* **PROBLEM REQUIREMENTS**: Please copy every line from the records below that contains the string "crusty".

————————

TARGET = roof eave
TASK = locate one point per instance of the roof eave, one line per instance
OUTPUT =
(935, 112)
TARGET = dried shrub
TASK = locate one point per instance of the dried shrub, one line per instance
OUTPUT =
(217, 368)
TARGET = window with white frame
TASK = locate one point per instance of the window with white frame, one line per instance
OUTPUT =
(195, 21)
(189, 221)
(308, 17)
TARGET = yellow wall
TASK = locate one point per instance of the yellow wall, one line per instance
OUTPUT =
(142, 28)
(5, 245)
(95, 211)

————————

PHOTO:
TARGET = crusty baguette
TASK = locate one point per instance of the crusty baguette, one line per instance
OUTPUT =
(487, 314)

————————

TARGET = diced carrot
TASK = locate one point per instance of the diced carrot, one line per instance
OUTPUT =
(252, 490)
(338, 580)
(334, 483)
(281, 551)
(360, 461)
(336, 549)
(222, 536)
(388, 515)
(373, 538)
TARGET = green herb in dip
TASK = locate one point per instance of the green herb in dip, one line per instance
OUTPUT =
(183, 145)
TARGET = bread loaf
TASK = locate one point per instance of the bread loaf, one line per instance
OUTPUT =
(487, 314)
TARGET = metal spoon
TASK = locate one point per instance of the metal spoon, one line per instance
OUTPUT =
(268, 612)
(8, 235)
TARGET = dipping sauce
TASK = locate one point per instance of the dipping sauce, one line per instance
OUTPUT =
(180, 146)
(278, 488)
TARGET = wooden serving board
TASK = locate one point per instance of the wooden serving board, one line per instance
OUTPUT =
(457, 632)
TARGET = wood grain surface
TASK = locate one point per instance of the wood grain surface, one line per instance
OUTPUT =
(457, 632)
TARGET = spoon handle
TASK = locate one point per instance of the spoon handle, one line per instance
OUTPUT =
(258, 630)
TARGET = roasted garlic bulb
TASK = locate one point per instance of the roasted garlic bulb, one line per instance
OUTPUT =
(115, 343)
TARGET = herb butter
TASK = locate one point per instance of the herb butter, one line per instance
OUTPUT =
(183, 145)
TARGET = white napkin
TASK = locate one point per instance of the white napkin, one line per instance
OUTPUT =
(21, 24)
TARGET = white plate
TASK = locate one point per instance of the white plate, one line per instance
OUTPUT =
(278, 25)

————————

* **TASK SOLUTION**:
TARGET = crusty baguette
TASK = locate one point per instance of the crusty baguette, one line per instance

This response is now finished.